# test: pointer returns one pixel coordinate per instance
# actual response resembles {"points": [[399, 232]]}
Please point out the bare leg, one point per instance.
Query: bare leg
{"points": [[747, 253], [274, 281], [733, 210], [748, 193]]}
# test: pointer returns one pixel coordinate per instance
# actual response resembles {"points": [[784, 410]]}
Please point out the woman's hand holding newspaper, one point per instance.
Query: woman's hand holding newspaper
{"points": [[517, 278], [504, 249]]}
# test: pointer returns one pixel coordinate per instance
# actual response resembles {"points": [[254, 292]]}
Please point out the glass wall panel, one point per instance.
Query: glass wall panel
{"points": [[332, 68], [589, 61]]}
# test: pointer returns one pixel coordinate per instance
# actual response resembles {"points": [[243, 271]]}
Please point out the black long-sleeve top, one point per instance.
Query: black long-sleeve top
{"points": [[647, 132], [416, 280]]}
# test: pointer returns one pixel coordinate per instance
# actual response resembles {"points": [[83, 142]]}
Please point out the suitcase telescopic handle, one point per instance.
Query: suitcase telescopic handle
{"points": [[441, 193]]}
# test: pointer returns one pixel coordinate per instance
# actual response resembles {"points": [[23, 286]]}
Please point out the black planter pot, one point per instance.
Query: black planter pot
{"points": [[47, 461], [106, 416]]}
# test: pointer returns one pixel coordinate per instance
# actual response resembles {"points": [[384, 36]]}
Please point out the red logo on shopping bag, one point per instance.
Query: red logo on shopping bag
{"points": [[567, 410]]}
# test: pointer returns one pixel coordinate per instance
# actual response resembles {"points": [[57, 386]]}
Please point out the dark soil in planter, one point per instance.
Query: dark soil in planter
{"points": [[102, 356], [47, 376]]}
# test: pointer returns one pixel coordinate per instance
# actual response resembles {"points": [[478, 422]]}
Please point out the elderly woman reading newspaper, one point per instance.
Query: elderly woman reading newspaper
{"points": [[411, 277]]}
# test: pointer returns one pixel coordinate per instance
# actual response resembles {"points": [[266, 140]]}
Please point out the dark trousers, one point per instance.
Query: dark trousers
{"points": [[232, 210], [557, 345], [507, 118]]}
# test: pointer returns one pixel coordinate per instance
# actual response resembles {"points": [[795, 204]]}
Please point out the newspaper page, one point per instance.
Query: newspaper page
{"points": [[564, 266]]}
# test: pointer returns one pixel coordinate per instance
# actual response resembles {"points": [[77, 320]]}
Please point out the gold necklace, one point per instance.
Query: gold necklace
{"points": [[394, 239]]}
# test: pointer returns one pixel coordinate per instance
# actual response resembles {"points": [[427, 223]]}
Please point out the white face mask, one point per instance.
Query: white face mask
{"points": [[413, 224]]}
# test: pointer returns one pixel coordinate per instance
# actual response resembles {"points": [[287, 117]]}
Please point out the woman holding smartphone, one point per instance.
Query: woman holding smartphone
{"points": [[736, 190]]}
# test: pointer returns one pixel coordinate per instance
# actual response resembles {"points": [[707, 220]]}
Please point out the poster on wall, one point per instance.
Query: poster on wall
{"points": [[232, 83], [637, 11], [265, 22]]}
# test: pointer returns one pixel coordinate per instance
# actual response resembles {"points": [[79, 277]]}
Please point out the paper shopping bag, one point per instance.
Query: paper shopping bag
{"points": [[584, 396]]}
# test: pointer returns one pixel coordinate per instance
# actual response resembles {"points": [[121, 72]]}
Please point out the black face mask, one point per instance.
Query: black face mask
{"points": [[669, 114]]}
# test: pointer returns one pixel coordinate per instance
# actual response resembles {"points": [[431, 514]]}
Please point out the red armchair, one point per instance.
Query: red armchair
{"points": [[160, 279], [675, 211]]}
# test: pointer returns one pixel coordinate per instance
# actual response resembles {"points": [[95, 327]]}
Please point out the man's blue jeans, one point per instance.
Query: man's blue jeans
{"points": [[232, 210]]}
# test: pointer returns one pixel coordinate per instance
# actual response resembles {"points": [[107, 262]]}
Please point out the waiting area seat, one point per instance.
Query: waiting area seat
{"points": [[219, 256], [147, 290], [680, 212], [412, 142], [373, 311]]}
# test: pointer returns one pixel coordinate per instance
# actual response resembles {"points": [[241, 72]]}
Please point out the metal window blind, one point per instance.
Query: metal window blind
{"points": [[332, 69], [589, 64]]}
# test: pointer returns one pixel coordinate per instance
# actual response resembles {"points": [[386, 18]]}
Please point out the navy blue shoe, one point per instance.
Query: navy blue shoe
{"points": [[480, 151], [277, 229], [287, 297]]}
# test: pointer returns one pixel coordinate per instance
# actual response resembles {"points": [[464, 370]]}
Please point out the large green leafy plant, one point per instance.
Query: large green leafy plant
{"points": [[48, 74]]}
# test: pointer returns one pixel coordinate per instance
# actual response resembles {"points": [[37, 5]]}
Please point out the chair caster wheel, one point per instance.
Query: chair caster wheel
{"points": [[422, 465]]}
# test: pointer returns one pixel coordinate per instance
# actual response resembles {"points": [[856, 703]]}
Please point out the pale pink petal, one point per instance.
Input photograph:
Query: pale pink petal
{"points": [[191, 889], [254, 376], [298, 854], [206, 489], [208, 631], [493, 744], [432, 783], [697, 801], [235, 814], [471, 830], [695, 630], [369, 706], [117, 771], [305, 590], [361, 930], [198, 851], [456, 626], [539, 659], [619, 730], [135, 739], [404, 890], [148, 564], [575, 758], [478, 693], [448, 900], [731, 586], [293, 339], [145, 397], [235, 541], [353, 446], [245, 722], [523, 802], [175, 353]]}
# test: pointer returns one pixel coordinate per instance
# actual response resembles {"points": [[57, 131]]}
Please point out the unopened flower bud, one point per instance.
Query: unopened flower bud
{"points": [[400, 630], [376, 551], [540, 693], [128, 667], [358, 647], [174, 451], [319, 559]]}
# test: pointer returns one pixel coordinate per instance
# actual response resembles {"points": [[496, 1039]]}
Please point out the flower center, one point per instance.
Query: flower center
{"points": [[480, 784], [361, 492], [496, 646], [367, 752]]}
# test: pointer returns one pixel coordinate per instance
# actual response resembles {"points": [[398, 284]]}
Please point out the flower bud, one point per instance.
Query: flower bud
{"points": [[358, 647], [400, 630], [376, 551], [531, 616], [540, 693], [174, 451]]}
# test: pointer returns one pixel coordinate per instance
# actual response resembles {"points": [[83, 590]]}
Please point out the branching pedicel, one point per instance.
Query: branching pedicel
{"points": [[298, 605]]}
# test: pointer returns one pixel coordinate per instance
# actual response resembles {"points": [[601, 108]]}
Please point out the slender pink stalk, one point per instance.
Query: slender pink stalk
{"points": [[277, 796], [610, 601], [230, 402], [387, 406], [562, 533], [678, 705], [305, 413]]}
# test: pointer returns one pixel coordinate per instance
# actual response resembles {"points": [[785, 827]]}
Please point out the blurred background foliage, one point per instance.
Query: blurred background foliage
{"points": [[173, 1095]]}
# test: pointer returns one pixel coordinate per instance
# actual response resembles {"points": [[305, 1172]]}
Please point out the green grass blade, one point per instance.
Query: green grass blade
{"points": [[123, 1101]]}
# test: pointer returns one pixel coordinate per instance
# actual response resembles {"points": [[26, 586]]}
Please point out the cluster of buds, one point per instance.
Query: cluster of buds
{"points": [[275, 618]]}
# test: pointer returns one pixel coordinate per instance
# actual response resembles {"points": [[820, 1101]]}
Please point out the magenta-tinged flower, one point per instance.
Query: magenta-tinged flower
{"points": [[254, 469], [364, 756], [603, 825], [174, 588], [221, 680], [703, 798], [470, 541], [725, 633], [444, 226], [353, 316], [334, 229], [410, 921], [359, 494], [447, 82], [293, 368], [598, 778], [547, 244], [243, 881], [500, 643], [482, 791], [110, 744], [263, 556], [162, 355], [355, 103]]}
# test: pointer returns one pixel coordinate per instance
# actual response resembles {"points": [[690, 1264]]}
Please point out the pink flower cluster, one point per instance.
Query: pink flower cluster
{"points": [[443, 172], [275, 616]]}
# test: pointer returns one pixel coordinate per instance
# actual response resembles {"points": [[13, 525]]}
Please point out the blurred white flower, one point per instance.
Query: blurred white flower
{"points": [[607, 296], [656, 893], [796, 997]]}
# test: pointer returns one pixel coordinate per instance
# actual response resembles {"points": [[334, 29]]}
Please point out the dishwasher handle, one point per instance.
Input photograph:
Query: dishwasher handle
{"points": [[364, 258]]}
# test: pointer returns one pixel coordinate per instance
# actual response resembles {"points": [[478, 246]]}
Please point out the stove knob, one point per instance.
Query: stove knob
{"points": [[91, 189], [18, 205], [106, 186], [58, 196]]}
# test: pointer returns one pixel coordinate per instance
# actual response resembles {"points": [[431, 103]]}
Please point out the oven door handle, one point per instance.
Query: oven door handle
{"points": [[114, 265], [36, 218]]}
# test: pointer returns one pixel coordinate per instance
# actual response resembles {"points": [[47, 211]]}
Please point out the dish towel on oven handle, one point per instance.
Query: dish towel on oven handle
━━━━━━━━━━━━━━━━━━━━━━━━━━━━━━
Task directions: List each line in the records above that contains the word "page".

The solution:
Please point out the newspaper page, one point per instance.
Query: newspaper page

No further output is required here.